:: Input material ::
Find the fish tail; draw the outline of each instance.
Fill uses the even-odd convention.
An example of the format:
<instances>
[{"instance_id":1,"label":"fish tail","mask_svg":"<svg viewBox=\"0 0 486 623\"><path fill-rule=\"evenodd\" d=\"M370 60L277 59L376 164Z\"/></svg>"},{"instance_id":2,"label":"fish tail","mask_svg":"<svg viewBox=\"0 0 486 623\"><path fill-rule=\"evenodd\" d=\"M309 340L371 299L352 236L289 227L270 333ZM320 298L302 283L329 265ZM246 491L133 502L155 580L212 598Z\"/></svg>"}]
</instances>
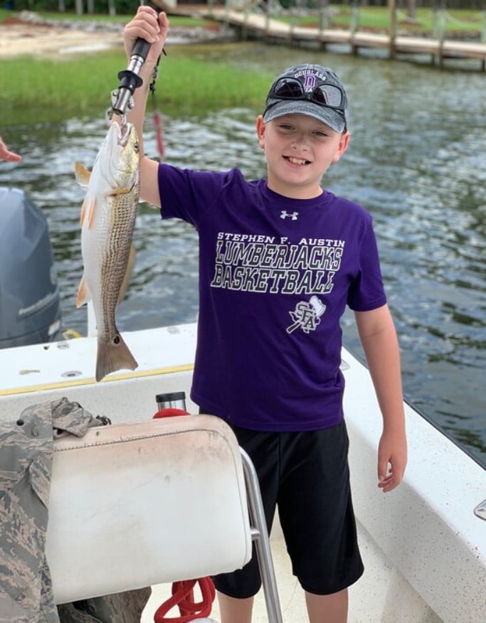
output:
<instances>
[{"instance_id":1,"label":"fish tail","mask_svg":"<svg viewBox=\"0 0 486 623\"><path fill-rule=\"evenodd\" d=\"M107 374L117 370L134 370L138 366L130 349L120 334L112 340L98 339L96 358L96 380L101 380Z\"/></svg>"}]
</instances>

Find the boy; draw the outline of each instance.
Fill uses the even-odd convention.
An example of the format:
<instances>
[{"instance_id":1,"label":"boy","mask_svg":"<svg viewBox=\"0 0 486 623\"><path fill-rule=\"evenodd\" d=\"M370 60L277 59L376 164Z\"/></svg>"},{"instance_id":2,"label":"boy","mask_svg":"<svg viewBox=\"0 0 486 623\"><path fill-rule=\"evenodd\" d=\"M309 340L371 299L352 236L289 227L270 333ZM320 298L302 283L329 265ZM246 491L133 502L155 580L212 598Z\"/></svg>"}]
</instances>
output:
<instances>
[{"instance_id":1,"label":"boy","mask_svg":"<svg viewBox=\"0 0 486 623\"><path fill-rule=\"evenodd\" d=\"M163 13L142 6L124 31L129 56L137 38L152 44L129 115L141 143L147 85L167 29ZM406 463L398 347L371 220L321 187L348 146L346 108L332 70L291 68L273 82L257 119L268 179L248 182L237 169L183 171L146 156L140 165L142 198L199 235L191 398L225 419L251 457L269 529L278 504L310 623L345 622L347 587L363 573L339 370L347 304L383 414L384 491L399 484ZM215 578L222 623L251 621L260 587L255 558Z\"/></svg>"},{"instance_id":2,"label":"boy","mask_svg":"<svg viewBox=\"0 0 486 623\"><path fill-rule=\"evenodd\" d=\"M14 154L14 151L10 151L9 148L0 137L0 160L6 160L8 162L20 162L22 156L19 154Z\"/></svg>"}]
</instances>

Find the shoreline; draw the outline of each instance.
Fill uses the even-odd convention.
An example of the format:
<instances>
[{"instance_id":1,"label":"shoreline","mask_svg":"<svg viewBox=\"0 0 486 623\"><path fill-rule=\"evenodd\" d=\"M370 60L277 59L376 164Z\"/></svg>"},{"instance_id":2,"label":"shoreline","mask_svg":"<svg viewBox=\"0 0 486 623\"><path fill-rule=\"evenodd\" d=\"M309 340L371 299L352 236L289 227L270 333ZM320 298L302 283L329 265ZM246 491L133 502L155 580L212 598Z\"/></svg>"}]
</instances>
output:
:::
§ **Given exercise**
Extract every line of the entries above without any change, omitting the pictures from your answer.

§ **In response**
Find the fish tail; draw the outline of each instance.
Fill uses the even-odd convention.
An example of the format:
<instances>
[{"instance_id":1,"label":"fish tail","mask_svg":"<svg viewBox=\"0 0 486 623\"><path fill-rule=\"evenodd\" d=\"M370 60L277 59L376 164Z\"/></svg>"},{"instance_id":2,"label":"fish tail","mask_svg":"<svg viewBox=\"0 0 486 623\"><path fill-rule=\"evenodd\" d=\"M309 340L371 299L352 236L289 227L270 333ZM320 298L302 283L329 265ZM246 491L133 502L155 580L212 598Z\"/></svg>"}]
</instances>
output:
<instances>
[{"instance_id":1,"label":"fish tail","mask_svg":"<svg viewBox=\"0 0 486 623\"><path fill-rule=\"evenodd\" d=\"M107 374L117 370L134 370L138 366L130 349L120 334L112 340L98 339L96 358L96 380L101 380Z\"/></svg>"}]
</instances>

Find the boy; draw the outline of each instance.
Fill uses the even-odd convention.
An example of the format:
<instances>
[{"instance_id":1,"label":"boy","mask_svg":"<svg viewBox=\"0 0 486 623\"><path fill-rule=\"evenodd\" d=\"M370 60L277 59L376 164Z\"/></svg>"},{"instance_id":2,"label":"boy","mask_svg":"<svg viewBox=\"0 0 486 623\"><path fill-rule=\"evenodd\" d=\"M309 340L371 299L352 236L289 227L270 333ZM320 298L302 283L329 265ZM246 491L133 502L155 580L212 598Z\"/></svg>"}]
</instances>
output:
<instances>
[{"instance_id":1,"label":"boy","mask_svg":"<svg viewBox=\"0 0 486 623\"><path fill-rule=\"evenodd\" d=\"M163 13L142 6L124 31L129 56L137 38L152 44L129 115L141 143L147 85L167 29ZM406 463L398 347L371 220L321 187L348 146L346 108L332 70L291 68L273 82L257 119L268 179L248 182L237 169L183 171L146 156L140 165L142 198L199 235L191 398L225 419L251 457L269 529L278 504L310 623L345 622L347 587L363 573L339 370L347 304L383 414L384 491L399 484ZM215 578L222 623L251 621L260 587L255 558Z\"/></svg>"},{"instance_id":2,"label":"boy","mask_svg":"<svg viewBox=\"0 0 486 623\"><path fill-rule=\"evenodd\" d=\"M14 154L14 151L10 151L9 148L0 137L0 160L6 160L8 162L20 162L22 156L19 154Z\"/></svg>"}]
</instances>

Find the shoreline; draw the outline of each instance.
Fill uses the even-odd convention.
An example of the format:
<instances>
[{"instance_id":1,"label":"shoreline","mask_svg":"<svg viewBox=\"0 0 486 623\"><path fill-rule=\"evenodd\" d=\"M370 60L277 59L376 164Z\"/></svg>"},{"instance_id":2,"label":"shoreline","mask_svg":"<svg viewBox=\"0 0 486 623\"><path fill-rule=\"evenodd\" d=\"M309 340L371 299L352 236L289 227L270 333ZM320 298L302 283L329 265ZM246 491L133 502L155 580L212 598Z\"/></svg>"}]
</instances>
output:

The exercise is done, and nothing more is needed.